(Excerpts of bounding box data)
——————————

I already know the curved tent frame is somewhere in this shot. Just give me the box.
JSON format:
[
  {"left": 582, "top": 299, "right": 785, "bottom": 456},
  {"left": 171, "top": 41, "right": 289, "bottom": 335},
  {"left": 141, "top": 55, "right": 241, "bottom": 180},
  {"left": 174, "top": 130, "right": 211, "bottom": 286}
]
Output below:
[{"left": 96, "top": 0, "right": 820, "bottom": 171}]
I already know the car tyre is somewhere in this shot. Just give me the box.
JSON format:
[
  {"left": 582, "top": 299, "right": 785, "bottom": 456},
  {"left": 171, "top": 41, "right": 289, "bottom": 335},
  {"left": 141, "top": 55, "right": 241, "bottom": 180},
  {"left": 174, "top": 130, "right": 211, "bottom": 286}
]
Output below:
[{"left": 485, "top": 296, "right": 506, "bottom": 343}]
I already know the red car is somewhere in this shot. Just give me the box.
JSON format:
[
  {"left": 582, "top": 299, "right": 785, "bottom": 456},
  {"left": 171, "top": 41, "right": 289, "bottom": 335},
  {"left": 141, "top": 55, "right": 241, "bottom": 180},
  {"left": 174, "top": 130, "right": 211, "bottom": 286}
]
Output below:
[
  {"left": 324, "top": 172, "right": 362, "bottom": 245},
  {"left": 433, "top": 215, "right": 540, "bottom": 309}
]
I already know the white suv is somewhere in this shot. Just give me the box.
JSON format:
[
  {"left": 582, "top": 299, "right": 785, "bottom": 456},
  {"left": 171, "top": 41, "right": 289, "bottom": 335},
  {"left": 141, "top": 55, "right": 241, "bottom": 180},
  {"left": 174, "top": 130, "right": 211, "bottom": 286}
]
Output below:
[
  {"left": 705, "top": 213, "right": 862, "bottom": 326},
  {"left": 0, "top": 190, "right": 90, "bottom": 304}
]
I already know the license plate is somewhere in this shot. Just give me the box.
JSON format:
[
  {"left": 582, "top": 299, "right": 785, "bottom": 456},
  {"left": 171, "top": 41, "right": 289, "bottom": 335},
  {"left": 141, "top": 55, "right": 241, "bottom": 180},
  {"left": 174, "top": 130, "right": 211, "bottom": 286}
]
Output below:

——————————

> [What you will do]: Starting at the line containing "I already know the red" and ending with the last line of the rows, turn each line into a Markdown table with the columns No. and Line. Leave out blank lines.

> [Worked answer]:
| No. | Line |
|---|---|
| 1 | I already know the red car is somewhere in this shot. Just give me the box. |
| 2 | JSON format: |
| 3 | [ |
| 4 |   {"left": 582, "top": 299, "right": 785, "bottom": 456}, |
| 5 |   {"left": 171, "top": 41, "right": 289, "bottom": 335}, |
| 6 |   {"left": 141, "top": 55, "right": 241, "bottom": 180}, |
| 7 |   {"left": 174, "top": 130, "right": 211, "bottom": 286} |
| 8 | ] |
| 9 | Output below: |
| 10 | [ |
| 11 |   {"left": 324, "top": 172, "right": 362, "bottom": 245}, |
| 12 |   {"left": 433, "top": 215, "right": 540, "bottom": 309} |
| 13 | ] |
| 14 | I already know the white suv is somewhere in this shot. Just give me the box. |
| 15 | JSON format: |
| 16 | [ |
| 17 |   {"left": 582, "top": 299, "right": 785, "bottom": 456}, |
| 18 |   {"left": 171, "top": 41, "right": 289, "bottom": 335}, |
| 19 |   {"left": 141, "top": 55, "right": 241, "bottom": 180}, |
| 20 |   {"left": 174, "top": 130, "right": 211, "bottom": 286} |
| 21 | ] |
| 22 | Output below: |
| 23 | [ |
| 24 |   {"left": 705, "top": 213, "right": 862, "bottom": 326}, |
| 25 |   {"left": 0, "top": 190, "right": 90, "bottom": 304} |
| 26 | ] |
| 27 | I already know the license plate is somewhere in this shot. Just give me the box. |
| 28 | JSON format: |
| 29 | [ |
| 30 |   {"left": 582, "top": 299, "right": 785, "bottom": 456}, |
| 31 |   {"left": 171, "top": 41, "right": 289, "bottom": 335}, |
| 32 |   {"left": 141, "top": 55, "right": 241, "bottom": 180}, |
| 33 |   {"left": 174, "top": 130, "right": 211, "bottom": 286} |
| 34 | ] |
| 35 | Output below: |